**What to do**
Repeat each entry verbatim.
----- Dataset content
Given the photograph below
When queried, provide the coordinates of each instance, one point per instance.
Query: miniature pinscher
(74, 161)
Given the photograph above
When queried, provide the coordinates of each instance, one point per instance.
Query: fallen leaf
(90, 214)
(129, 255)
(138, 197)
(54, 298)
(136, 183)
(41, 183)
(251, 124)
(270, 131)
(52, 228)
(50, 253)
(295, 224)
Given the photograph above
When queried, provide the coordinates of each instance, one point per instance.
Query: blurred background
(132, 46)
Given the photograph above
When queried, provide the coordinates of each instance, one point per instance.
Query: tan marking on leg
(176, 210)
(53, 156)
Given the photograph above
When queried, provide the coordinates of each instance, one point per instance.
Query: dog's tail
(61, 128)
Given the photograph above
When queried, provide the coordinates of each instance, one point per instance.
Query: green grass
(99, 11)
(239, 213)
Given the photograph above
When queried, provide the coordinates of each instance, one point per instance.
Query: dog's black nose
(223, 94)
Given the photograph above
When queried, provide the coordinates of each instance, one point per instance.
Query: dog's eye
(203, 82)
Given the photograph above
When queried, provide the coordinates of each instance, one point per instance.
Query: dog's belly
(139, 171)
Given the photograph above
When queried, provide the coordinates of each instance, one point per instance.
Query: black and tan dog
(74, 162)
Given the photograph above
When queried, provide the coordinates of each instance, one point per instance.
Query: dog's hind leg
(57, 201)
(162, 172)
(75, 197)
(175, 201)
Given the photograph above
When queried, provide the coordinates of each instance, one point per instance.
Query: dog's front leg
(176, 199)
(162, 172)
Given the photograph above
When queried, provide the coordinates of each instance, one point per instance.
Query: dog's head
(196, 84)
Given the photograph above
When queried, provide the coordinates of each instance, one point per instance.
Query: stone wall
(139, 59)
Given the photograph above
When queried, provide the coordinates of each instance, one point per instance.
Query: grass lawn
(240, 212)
----------
**Task response**
Given the photograph below
When queried, provide the coordinates of each instance, one point per instance.
Query: miniature pinscher
(74, 161)
Given the photograph above
When queried, provide the coordinates of each instance, one point per instance.
Query: fallen leaf
(90, 214)
(129, 255)
(138, 197)
(54, 298)
(136, 183)
(41, 183)
(251, 124)
(270, 131)
(52, 228)
(50, 253)
(295, 224)
Given the photograph above
When queried, provide the coordinates of each instance, one point per instance.
Query: blurred background
(132, 46)
Given the photograph above
When queried, provide the coordinates of each instance, one point per instance.
Query: tan marking on leg
(176, 210)
(53, 156)
Given the photograph above
When queried, provide the coordinates of each instance, one point per instance.
Query: dog's tail
(61, 128)
Given the photograph above
When queried, provide the coordinates of each instance, one point per instance.
Query: green grass
(99, 11)
(239, 213)
Given the photograph above
When queried, provide the coordinates of each instance, one point per instance.
Query: dog's black nose
(223, 94)
Given the photograph above
When queried, provide the coordinates of each instance, one point per instance.
Query: dog's eye
(203, 82)
Given the photograph above
When queried, provide the coordinates of each instance, one point per instance.
Query: dog's belly
(139, 171)
Given the photograph above
When queried, provide the coordinates of each instance, one point per instance.
Query: black and tan dog
(74, 162)
Given the photograph above
When queried, provide the coordinates of each instance, one point per instance.
Query: dog's hind leg
(57, 201)
(162, 172)
(75, 197)
(175, 201)
Given the photograph above
When queried, provide the coordinates of each instance, one point per instance.
Query: dog's front leg
(176, 199)
(162, 172)
Given the photograph above
When queried, provide the coordinates of each instance, one point per instance.
Query: dog's head
(196, 84)
Given the photograph above
When queried, provide the coordinates of each instance, one point per instance.
Query: stone wall
(139, 59)
Given the photograph above
When queried, provide the coordinates of each instance, one point per instance.
Query: grass lawn
(240, 212)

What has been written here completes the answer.